*** INPUT DATA
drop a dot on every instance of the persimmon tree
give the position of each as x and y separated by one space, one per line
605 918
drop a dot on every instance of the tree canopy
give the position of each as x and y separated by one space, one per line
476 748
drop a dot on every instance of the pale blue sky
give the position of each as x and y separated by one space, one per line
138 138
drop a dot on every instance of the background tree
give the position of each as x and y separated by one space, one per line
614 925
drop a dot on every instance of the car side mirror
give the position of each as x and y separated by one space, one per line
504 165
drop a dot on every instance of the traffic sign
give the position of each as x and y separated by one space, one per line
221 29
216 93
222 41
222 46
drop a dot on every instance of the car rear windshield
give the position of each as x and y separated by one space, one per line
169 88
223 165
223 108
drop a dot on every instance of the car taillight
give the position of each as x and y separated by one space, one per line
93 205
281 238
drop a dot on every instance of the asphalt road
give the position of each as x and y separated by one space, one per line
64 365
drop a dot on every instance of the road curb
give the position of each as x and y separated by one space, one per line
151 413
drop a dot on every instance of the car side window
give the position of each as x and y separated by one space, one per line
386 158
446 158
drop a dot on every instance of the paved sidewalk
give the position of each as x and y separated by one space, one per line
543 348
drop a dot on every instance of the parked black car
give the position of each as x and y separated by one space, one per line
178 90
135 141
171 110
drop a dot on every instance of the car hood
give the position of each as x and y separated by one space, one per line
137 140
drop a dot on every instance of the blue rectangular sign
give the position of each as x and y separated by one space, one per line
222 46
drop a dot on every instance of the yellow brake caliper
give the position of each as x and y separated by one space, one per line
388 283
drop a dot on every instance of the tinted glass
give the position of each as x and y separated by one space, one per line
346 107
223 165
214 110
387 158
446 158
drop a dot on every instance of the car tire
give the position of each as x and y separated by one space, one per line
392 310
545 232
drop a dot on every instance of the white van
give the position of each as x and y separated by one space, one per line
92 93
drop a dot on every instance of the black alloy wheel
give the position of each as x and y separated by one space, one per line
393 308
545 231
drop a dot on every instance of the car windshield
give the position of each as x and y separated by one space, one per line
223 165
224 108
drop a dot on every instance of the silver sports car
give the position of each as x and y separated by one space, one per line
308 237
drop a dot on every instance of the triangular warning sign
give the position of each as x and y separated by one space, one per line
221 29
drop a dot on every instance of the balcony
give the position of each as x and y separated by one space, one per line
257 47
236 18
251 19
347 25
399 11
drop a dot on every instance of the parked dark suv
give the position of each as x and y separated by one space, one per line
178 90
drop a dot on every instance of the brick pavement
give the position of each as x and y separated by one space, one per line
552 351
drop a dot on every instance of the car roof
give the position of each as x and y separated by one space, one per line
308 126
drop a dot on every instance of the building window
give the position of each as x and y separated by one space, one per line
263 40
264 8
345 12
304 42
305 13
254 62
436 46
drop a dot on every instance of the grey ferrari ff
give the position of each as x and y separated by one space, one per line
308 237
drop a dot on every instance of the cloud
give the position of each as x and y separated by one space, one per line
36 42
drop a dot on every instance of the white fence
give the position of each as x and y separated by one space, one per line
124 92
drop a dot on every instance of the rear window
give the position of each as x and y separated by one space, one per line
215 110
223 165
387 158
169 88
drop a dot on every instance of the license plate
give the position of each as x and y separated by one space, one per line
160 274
******
• WHAT TO WORK ON
Across the data above, count the lines that include the word "tree", and respond with the number alone.

• SOLUTION
3